Instructions to follow
Find the line containing "Keypoint guideline: for each instance of the eyeglasses". Reproduce it and every line after it up to the end of the records, exactly as written.

Input data

>> start

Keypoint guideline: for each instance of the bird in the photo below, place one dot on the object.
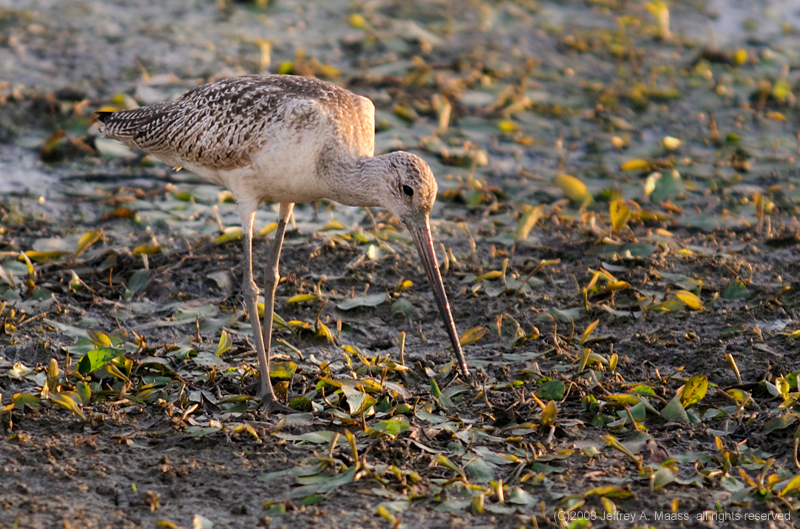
(287, 139)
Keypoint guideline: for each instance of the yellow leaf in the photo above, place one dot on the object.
(301, 298)
(622, 398)
(147, 249)
(620, 214)
(358, 21)
(589, 330)
(792, 486)
(494, 274)
(694, 390)
(230, 234)
(527, 221)
(224, 344)
(269, 228)
(549, 414)
(671, 143)
(691, 301)
(738, 395)
(635, 164)
(575, 190)
(472, 335)
(333, 225)
(507, 125)
(88, 239)
(45, 256)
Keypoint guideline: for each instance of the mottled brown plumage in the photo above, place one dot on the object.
(286, 139)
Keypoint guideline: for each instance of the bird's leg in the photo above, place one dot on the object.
(271, 278)
(247, 212)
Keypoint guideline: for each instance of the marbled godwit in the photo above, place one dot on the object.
(286, 139)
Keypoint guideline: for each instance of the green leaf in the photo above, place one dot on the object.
(96, 358)
(26, 399)
(69, 402)
(527, 221)
(392, 427)
(735, 290)
(779, 423)
(620, 214)
(282, 370)
(88, 239)
(302, 298)
(551, 390)
(674, 411)
(138, 280)
(662, 477)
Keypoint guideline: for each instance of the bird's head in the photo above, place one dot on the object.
(411, 187)
(410, 196)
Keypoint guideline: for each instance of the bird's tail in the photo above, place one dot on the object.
(121, 125)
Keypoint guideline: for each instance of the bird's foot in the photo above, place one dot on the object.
(270, 404)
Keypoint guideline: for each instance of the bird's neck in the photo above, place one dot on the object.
(358, 181)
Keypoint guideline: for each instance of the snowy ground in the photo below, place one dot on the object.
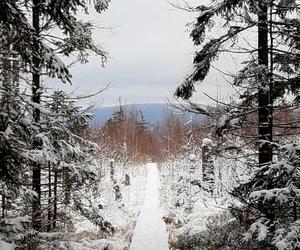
(150, 232)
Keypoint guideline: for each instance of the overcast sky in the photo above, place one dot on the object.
(150, 53)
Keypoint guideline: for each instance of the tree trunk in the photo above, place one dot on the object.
(36, 98)
(49, 199)
(208, 170)
(54, 200)
(265, 120)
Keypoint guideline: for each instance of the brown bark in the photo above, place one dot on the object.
(36, 98)
(264, 94)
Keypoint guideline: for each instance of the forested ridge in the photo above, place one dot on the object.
(229, 180)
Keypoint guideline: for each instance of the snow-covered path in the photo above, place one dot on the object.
(150, 232)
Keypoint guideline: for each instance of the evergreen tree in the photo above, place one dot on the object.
(270, 73)
(28, 25)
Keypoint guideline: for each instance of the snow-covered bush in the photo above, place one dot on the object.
(271, 202)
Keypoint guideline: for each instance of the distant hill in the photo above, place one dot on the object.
(153, 112)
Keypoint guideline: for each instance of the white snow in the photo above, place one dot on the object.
(150, 232)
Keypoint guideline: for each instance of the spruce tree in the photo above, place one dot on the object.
(270, 73)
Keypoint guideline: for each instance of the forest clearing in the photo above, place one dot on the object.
(135, 125)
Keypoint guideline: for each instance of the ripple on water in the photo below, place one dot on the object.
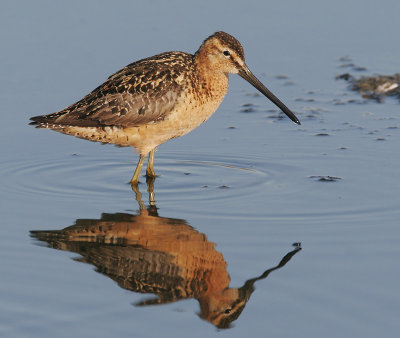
(182, 176)
(278, 190)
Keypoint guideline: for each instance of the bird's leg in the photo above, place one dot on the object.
(150, 165)
(135, 177)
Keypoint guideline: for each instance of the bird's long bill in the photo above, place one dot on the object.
(246, 74)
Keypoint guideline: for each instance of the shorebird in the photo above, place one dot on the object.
(153, 100)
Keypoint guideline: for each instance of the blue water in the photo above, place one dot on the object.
(246, 181)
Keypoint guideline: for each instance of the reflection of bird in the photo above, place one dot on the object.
(155, 99)
(147, 253)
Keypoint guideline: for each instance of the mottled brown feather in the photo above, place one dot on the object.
(142, 92)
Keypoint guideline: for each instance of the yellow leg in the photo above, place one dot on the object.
(150, 165)
(135, 177)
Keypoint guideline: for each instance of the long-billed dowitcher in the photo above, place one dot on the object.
(158, 98)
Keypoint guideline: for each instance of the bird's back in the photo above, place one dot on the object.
(143, 92)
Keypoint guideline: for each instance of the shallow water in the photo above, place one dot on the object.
(243, 187)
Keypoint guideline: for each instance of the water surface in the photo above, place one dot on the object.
(241, 189)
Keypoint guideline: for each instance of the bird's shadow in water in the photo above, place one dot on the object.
(147, 253)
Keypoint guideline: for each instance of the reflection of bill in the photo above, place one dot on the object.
(167, 257)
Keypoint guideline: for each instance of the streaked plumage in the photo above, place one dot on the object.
(158, 98)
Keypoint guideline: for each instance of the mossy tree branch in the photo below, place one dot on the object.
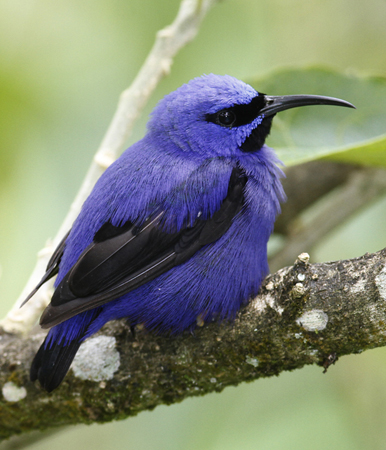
(304, 314)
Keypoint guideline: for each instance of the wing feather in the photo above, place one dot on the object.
(117, 262)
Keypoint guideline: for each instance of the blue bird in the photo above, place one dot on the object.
(174, 233)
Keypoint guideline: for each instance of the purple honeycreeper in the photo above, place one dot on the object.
(175, 232)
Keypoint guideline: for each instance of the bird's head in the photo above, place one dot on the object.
(217, 115)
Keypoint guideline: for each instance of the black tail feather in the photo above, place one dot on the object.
(51, 364)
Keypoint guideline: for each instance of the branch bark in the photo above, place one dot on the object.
(304, 314)
(361, 186)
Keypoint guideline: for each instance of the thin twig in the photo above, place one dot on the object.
(132, 101)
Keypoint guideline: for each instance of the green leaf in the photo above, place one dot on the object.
(329, 132)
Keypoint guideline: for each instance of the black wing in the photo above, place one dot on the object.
(121, 259)
(52, 267)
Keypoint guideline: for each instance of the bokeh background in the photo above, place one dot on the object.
(63, 65)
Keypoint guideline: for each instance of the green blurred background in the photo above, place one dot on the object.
(63, 65)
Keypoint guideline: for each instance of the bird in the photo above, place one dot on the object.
(174, 233)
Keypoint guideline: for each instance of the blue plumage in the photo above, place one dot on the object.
(200, 187)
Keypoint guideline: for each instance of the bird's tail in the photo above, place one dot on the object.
(51, 363)
(54, 357)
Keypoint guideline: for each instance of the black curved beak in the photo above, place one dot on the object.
(277, 103)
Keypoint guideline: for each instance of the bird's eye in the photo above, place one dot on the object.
(226, 118)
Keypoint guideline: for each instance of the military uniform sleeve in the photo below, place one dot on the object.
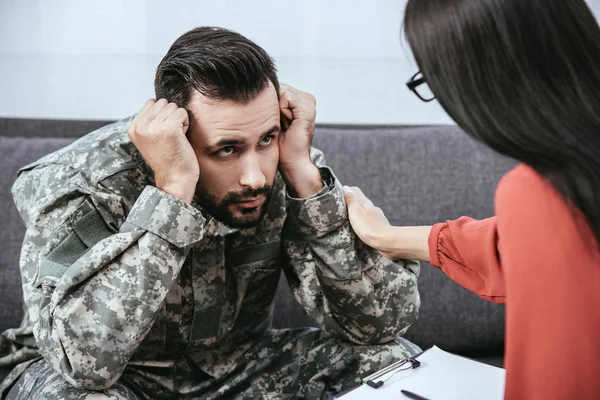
(347, 287)
(94, 278)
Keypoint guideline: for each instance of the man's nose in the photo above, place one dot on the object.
(252, 175)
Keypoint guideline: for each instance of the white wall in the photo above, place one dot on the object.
(95, 59)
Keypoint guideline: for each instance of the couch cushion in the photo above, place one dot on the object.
(16, 152)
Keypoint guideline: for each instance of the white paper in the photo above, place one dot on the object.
(441, 376)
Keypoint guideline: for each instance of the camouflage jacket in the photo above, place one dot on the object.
(116, 271)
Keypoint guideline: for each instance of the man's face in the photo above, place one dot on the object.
(238, 154)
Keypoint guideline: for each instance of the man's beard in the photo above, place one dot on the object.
(246, 218)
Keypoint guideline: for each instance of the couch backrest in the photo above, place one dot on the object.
(417, 175)
(420, 176)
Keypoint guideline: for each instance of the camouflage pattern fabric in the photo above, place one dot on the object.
(118, 275)
(285, 364)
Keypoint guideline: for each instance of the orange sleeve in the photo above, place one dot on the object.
(552, 273)
(466, 250)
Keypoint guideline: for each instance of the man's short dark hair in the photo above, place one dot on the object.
(218, 63)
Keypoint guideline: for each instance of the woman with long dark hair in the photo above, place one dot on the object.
(522, 77)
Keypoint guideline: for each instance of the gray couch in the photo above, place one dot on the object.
(417, 174)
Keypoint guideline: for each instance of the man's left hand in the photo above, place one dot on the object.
(298, 112)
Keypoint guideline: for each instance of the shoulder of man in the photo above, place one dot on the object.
(103, 164)
(99, 154)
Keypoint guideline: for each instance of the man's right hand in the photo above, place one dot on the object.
(158, 132)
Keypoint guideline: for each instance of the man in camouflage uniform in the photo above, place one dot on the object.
(153, 251)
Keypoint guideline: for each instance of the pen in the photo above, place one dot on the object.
(412, 395)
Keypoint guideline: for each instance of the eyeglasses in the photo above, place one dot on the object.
(419, 86)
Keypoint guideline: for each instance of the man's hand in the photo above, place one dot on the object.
(298, 110)
(158, 132)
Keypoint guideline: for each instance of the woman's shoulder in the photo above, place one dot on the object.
(523, 188)
(530, 210)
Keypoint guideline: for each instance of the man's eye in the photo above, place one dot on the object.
(266, 140)
(226, 151)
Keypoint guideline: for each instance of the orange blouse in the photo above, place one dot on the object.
(542, 260)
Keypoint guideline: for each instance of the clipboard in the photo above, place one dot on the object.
(439, 375)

>> end

Task result
Keypoint guideline: for each instance of the eyeglasses in the photo above, place one dot on the object.
(419, 86)
Keypoint guideline: for each instance of the man's hand in the photo above, place one dot on the object.
(298, 110)
(158, 132)
Keypoint guideline: for each instance of the woman's shoulder in the photo above, place one dot on the object.
(523, 188)
(530, 210)
Keypoint guideline: for each instance of the man's eye in the photo above, place one dot on the object.
(266, 140)
(226, 151)
Keypoint guideline: for each instance of the orange blouse in the photo above, place one dot on the object.
(542, 260)
Keypoint guideline: for each instance of the clipboard in the photo above, place one dot on the object.
(439, 375)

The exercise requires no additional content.